- Quoted text
• • • • •

After telling the parable of the sower and the seeds Jesus said, “Whoever has ears to hear, let them hear” (Mark 4:9, NIV).
In different contexts, He makes similar statements emphasizing the same message:
“Whoever has ears, let them hear what the Spirit says to the churches” (Revelation 2:7, 11, 17, 29, 3:6, 13, 22).
“My dear brothers and sisters, take note of this: Everyone should be quick to listen, slow to speak and slow to become angry” (James 2:19).
There are other topics mentioned more in the Scriptures, but I don’t believe any are as important as this one.
Listen and hear.
When parents are communicating important information to their children, it is sometimes necessary to say, “Listen to me”!
Instructors may say to their students, “Listen to this. You may see it on the exam”.
Preachers may say to their congregation, “Are you listening to me? This is important”.
Husbands and wives may say to one another, “I need you to listen to me”.
The fact is, we hear countless things going on at any given moment. Try it. Try to just listen. Close your eyes, sit still, and just listen. What do you hear?
What I hear is music playing. I hear water churning in the washer and clothes tumbling in the dryer downstairs. I hear a truck rumbling as it makes its way slowly down the street. I hear so many things that I most likely would not have had I not taken the time to listen.
It is understandable. There are so many sounds infiltrating our immediate environment at any given moment that we simply become numb to them. No wonder Jesus said, “Whoever has ears to hear, let them hear.” And more specifically “Hear what the Spirit says.” His desire is not simply to hear the words and the sounds, but to absorb what is being said.

• • • • •

- Recorded data
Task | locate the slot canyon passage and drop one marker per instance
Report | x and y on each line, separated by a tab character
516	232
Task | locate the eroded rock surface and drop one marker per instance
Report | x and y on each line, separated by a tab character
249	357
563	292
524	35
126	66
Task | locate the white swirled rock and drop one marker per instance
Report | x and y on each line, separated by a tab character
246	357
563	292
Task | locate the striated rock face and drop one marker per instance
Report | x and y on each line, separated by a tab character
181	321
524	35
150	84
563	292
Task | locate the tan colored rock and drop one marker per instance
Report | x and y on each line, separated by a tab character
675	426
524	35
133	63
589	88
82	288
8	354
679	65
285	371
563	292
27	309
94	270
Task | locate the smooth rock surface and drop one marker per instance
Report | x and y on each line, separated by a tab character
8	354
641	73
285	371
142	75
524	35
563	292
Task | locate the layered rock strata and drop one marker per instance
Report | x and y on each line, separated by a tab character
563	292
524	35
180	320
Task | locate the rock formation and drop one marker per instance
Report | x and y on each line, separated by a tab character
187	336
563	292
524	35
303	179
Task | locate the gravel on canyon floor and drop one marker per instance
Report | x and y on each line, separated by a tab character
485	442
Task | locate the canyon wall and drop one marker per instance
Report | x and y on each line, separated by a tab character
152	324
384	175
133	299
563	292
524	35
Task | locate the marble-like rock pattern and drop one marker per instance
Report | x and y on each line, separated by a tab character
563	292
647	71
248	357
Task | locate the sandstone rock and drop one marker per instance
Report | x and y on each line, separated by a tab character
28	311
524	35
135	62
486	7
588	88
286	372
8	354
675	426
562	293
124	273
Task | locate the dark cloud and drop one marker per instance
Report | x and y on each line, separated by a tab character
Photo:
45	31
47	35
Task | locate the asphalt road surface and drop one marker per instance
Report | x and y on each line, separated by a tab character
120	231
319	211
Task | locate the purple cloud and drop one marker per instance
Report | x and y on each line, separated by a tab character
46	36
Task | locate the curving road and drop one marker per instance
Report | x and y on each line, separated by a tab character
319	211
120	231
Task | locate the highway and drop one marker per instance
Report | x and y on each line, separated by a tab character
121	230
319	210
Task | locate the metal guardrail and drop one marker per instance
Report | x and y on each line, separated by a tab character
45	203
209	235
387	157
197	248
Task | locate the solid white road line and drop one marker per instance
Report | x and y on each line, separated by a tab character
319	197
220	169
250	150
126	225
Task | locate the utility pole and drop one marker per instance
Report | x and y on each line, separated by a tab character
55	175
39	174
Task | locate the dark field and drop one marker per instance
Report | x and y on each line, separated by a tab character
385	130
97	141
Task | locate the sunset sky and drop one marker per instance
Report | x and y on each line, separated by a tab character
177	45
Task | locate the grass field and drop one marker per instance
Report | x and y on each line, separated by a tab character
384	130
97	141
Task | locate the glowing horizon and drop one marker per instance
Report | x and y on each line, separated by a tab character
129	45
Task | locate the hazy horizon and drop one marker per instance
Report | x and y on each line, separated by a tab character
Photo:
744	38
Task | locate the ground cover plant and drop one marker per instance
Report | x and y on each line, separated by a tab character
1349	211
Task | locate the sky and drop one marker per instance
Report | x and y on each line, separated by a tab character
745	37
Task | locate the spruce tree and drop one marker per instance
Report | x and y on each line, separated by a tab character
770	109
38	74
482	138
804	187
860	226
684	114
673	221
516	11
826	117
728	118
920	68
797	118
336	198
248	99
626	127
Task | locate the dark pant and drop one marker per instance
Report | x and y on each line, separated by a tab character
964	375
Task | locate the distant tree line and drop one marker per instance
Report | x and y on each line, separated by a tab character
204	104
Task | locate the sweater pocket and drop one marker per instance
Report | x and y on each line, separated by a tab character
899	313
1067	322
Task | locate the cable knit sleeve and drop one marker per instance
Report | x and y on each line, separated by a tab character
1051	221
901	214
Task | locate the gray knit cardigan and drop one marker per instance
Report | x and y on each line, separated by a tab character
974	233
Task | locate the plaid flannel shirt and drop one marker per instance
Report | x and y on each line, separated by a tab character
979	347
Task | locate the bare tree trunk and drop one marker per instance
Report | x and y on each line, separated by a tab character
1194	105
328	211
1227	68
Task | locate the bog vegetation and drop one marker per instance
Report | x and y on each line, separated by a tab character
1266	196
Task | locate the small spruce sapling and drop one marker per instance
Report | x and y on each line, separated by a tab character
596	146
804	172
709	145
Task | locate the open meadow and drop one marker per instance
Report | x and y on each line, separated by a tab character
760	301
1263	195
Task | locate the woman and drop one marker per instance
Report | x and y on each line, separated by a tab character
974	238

• • • • •

- Written task
Reproduce the passage on listening word for word, everything from "When parents are" down to "do you hear?". The entries above are unrelated to the passage on listening.

- Output of the task
When parents are communicating important information to their children, it is sometimes necessary to say, “Listen to me”!
Instructors may say to their students, “Listen to this. You may see it on the exam”.
Preachers may say to their congregation, “Are you listening to me? This is important”.
Husbands and wives may say to one another, “I need you to listen to me”.
The fact is, we hear countless things going on at any given moment. Try it. Try to just listen. Close your eyes, sit still, and just listen. What do you hear?